WHAT THE TASK REQUIRES:
After locating the line that contains "[point] at the fly (one" in the following entries, reproduce it and each later line exactly, including the last.

= Beginning of Section =

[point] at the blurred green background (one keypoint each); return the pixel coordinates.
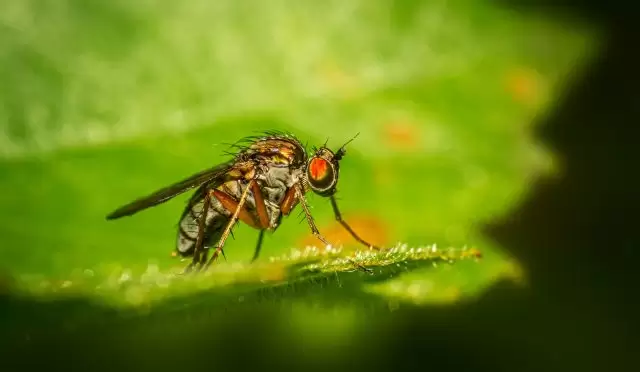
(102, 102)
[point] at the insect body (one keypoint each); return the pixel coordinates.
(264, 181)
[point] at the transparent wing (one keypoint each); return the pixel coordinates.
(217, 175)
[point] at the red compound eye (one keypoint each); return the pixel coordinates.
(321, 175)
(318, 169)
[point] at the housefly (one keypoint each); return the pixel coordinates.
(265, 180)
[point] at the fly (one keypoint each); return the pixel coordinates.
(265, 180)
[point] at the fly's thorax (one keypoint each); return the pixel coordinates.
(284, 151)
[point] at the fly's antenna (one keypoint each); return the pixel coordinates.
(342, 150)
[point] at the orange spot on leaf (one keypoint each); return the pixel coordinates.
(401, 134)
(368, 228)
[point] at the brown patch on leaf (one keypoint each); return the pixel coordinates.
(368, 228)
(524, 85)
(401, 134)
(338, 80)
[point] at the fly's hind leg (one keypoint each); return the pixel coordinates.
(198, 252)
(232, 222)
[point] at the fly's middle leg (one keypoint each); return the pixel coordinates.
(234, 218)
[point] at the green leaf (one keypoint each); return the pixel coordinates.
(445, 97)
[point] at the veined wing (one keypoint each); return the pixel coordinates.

= End of Section =

ANSWER FOR THIS EXERCISE:
[point] at the fly (one keypoint each); return the pixel coordinates.
(265, 180)
[point] at the fly's thorax (one keypoint each); return the pixel coordinates.
(284, 151)
[point] at the fly's antenna (one keypoint each); return the pixel coordinates.
(342, 150)
[point] at the orange spot on leaf (one keypoint each); return the pixel coordinates.
(401, 134)
(368, 228)
[point] at the brown patch on leaf (one keypoint each); return the pixel coordinates.
(368, 228)
(524, 85)
(401, 134)
(338, 80)
[point] at the fly's hind leg (one keypoint each); return the pixel coordinates.
(198, 252)
(232, 222)
[point] at the fly's middle leg (one keypoint each); return the pixel coordinates.
(234, 218)
[point] at the green leaf (one keypoint each); return the pixel coordinates.
(445, 97)
[point] at the veined wing (one keypoint each); return the pixel coordinates.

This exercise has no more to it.